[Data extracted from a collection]
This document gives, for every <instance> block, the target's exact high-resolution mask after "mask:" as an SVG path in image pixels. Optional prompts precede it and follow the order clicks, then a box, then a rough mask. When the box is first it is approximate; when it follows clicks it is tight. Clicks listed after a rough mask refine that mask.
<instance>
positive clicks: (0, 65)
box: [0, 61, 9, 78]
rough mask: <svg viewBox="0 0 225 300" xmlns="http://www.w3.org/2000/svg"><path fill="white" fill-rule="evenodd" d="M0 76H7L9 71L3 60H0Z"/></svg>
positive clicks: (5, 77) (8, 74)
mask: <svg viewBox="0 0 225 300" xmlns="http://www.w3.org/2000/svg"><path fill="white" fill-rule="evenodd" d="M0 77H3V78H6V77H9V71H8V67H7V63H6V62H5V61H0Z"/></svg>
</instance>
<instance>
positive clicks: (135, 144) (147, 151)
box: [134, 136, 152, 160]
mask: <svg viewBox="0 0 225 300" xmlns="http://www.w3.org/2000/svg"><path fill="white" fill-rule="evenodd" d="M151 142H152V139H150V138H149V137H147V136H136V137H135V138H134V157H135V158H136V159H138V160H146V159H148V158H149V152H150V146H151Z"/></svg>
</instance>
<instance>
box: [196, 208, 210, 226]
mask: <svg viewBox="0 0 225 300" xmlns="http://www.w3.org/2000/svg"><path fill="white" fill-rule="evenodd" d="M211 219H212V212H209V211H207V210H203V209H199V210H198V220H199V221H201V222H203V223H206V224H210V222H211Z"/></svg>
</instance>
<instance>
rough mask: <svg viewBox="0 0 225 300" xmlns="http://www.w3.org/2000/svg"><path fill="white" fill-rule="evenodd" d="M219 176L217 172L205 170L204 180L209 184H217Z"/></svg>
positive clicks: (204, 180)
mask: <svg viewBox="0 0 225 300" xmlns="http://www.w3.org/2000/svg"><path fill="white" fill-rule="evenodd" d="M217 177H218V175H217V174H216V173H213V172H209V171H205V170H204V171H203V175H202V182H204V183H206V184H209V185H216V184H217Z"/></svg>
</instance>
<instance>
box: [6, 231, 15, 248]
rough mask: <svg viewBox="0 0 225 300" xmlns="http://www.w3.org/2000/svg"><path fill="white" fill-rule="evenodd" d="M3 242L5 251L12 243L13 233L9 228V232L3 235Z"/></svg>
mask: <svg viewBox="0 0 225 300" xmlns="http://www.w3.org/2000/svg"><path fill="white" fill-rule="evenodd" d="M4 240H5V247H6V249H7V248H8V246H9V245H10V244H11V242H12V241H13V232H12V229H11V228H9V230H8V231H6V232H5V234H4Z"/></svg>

# [Instructions for the task]
Repeat each entry above, keeping every word exact.

# [Answer to this task]
This document gives, for every <instance> block, the target's exact high-resolution mask after "mask:" as an SVG path in image pixels. Optional prompts precede it and follow the order clicks, then a box, then a rough mask. When the box is first it is approximate; when it follows clicks it is tight. Clicks listed after a rough mask refine that mask.
<instance>
positive clicks: (0, 65)
box: [0, 61, 9, 78]
rough mask: <svg viewBox="0 0 225 300" xmlns="http://www.w3.org/2000/svg"><path fill="white" fill-rule="evenodd" d="M0 76H7L9 71L3 60H0Z"/></svg>
positive clicks: (5, 77) (8, 74)
mask: <svg viewBox="0 0 225 300" xmlns="http://www.w3.org/2000/svg"><path fill="white" fill-rule="evenodd" d="M0 77H3V78H6V77H9V71H8V67H7V63H6V62H5V61H0Z"/></svg>
</instance>
<instance>
positive clicks: (135, 144) (147, 151)
box: [134, 136, 152, 160]
mask: <svg viewBox="0 0 225 300" xmlns="http://www.w3.org/2000/svg"><path fill="white" fill-rule="evenodd" d="M151 142H152V139H150V138H149V137H147V136H136V137H135V138H134V157H135V158H136V159H138V160H146V159H148V158H149V152H150V146H151Z"/></svg>
</instance>
<instance>
box: [196, 208, 210, 226]
mask: <svg viewBox="0 0 225 300" xmlns="http://www.w3.org/2000/svg"><path fill="white" fill-rule="evenodd" d="M211 219H212V212H209V211H207V210H203V209H199V210H198V220H199V221H201V222H203V223H206V224H210V222H211Z"/></svg>
</instance>
<instance>
rough mask: <svg viewBox="0 0 225 300" xmlns="http://www.w3.org/2000/svg"><path fill="white" fill-rule="evenodd" d="M219 176L217 172L205 170L204 180L209 184H217Z"/></svg>
positive clicks: (204, 180)
mask: <svg viewBox="0 0 225 300" xmlns="http://www.w3.org/2000/svg"><path fill="white" fill-rule="evenodd" d="M217 177H218V175H217V174H216V173H213V172H209V171H205V170H204V171H203V175H202V182H204V183H206V184H209V185H216V184H217Z"/></svg>
</instance>
<instance>
box: [6, 231, 15, 248]
rough mask: <svg viewBox="0 0 225 300" xmlns="http://www.w3.org/2000/svg"><path fill="white" fill-rule="evenodd" d="M3 242L5 251L12 243L13 233L9 228V232L3 235Z"/></svg>
mask: <svg viewBox="0 0 225 300" xmlns="http://www.w3.org/2000/svg"><path fill="white" fill-rule="evenodd" d="M4 240H5V247H6V249H7V248H8V246H9V245H10V244H11V242H12V241H13V232H12V229H11V228H9V230H8V231H6V232H5V234H4Z"/></svg>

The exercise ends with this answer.